── Texte de lecture ──

Serons-nous enrichis par les économistes ?

2. — ÔDE SUR LE PASSÉ ET LE PRÉSENT, par Voltaire.

Le poète déplore le mal qui règne dans le monde ; un génie vient le consoler et lui dit :

Contemple la brillante aurore

Qui t’annonce enfin les beaux jours ;

Un nouveau monde est près d’éclore :

Até disparaît pour toujours.

Vois l’auguste Philosophie,

Chez toi si longtemps poursuivie,

Dicter ses triomphantes lois.

La Vérité vient avec elle

Ouvrir la carrière immortelle

Où devraient marcher tous les Rois.

Les cris affreux du fanatique

N’épouvantent plus la raison ;

L’insidieuse Politique

N’a plus ni masque ni poison.

La douce, l’équitable Astrée

S’assied de grâces entourée

Entre le trône et les autels

Et sa fille la Bienfaisance

Vient, de sa corne d’abondance,

Enrichir les faibles mortels.

Je lui dis : Ange tutélaire

Quels dieux répandent ces bienfaits ?

— C’est un seul homme. — Et le vulgaire

Méconnaît les biens qu’il a faits.

Le peuple, en son erreur grossière,

Ferme les yeux à la lumière,

Il n’en peut supporter l’éclat.

Ne recherchons point ses suffrages ;

Quand il souffre, il s’en prend aux sages ;

Est-il heureux, il est ingrat.

On prétend que l’humaine race

Sortant des mains du Créateur,

Osa, dans son absurde audace,

S’élever contre son auteur.

Sa clameur fut si téméraire.

Qu’à la fin Dieu dans sa colère,

Se repentit de ses bienfaits.

Ô vous, que l’on voit de Dieu même

Imiter la bonté suprême,

Ne vous en repentez jamais !

4. — SUR TURGOT, attribué à Voltaire.

[Correspondance Métra, 26 juillet 1775.]

À Turgot, je crois fermement ;

Je ne sais pas ce qu’il veut faire,

Mais grâce à Dieu, c’est le contraire

De ce qu’on fit jusqu’à présent.

───
── Bloc de données ──

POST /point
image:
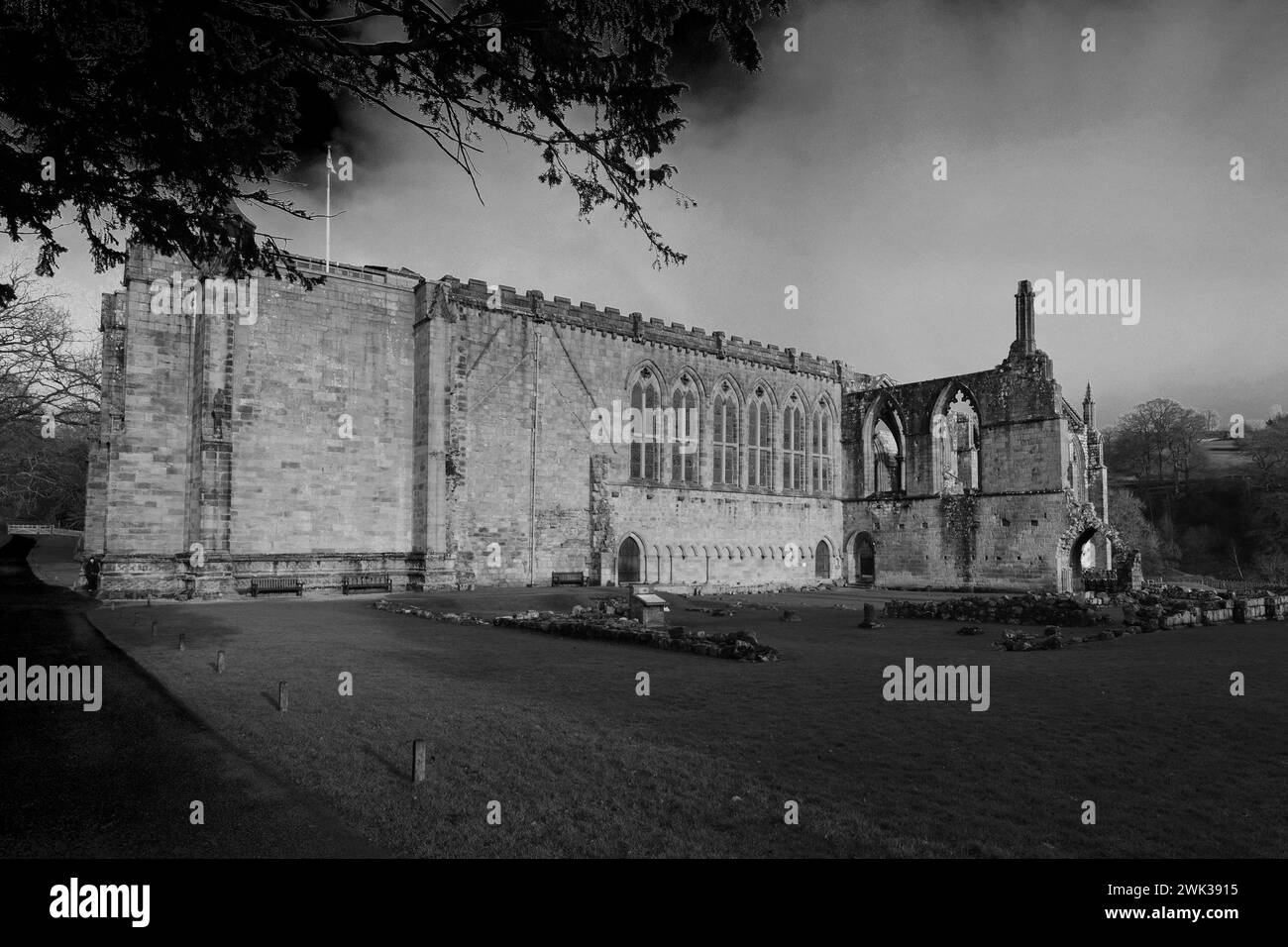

───

» **Objectif**
Renvoyez à l'identique, dans le texte de lecture, tout ce qui va de « N’a plus ni » jusqu'à « les faibles mortels. ».

» **Corrigé**
N’a plus ni masque ni poison.

La douce, l’équitable Astrée

S’assied de grâces entourée

Entre le trône et les autels

Et sa fille la Bienfaisance

Vient, de sa corne d’abondance,

Enrichir les faibles mortels.